- Instructions
1. List the institutions that the conference announcement names as hosts of the event.
2. Answer these questions from the conference announcement:
(a) On what dates will the conference take place?
(b) What position does Ben Lynerd hold?
(c) Which historical period does the announcement say ushered in an era of unprecedented innovation and creativity?
3. Rewrite everything in the conference announcement from "IIT to Host" down to "Campus in Chicago.", swapping "Hermann Hall" for "Crown Hall".

- Page text

§ §

IIT to Host “The Infrastructures of Creativity” Innovation Conference

Date

The Benjamin Franklin Project at IIT, along with the Massachusetts Institute of Technology (MIT) and the University of Wisconsin at Madison, will host a two-day interdisciplinary conference on innovation titled “The Infrastructures of Creativity,” April 10 – 11, in Hermann Hall on IIT’s Main Campus in Chicago.

The Atlantic Enlightenment of the 18th Century ushered in an era of unprecedented innovation and creativity, as well as new types of institutional infrastructures that fostered and informed these creative processes. The conference will consider this historical moment alongside today’s innovation landscape, exploring what it takes for innovation to flourish. Speakers and panelists will also explore how institutional infrastructures inform creativity, its successes, and its failures. “The conference brings together a unique fusion of brainpower – scholars who study patterns of innovations along with some of the leading innovators of our day,” said Ben Lynerd, post-doctoral fellow of the Benjamin Franklin Project. “What we are exploring is not just the human capacity to innovate, but also the social and political conditions that make it possible.”

§ §

(Dataset entries)
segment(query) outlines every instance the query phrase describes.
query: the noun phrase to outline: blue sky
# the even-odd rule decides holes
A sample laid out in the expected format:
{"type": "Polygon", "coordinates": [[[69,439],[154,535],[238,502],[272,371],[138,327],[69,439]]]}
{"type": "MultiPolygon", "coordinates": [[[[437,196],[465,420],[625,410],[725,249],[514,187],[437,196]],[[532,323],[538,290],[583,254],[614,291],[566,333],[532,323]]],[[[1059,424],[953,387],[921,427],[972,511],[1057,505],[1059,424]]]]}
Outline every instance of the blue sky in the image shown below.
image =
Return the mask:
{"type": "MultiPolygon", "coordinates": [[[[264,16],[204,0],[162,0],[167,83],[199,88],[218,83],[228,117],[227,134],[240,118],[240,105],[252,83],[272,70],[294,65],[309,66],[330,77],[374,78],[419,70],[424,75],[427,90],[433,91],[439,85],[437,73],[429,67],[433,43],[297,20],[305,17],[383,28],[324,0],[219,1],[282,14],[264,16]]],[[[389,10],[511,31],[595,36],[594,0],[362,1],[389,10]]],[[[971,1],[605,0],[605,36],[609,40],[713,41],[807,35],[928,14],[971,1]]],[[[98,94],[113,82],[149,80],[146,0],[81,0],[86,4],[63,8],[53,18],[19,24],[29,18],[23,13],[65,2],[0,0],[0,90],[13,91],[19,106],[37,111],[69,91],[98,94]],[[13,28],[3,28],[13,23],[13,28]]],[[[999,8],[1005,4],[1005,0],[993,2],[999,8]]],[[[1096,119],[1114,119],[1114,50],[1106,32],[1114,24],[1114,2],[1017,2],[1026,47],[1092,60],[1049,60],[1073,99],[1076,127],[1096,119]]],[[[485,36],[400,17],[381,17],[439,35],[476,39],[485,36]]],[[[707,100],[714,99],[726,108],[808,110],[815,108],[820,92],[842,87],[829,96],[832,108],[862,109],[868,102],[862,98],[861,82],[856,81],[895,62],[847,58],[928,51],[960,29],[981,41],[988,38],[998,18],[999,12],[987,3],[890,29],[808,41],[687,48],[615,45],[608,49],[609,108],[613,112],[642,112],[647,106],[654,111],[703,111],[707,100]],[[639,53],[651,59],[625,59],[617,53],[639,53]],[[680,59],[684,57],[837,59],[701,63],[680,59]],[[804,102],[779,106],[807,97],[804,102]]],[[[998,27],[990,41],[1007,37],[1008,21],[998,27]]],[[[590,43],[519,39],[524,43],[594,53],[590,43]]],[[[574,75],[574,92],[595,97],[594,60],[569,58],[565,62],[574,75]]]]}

§ §

- Solved problems
1.
- The Benjamin Franklin Project at IIT
- The Massachusetts Institute of Technology (MIT)
- The University of Wisconsin at Madison

2.
(a) April 10 – 11.
(b) He is a post-doctoral fellow of the Benjamin Franklin Project.
(c) The Atlantic Enlightenment of the 18th Century.

3.
IIT to Host “The Infrastructures of Creativity” Innovation Conference

Date

The Benjamin Franklin Project at IIT, along with the Massachusetts Institute of Technology (MIT) and the University of Wisconsin at Madison, will host a two-day interdisciplinary conference on innovation titled “The Infrastructures of Creativity,” April 10 – 11, in Crown Hall on IIT’s Main Campus in Chicago.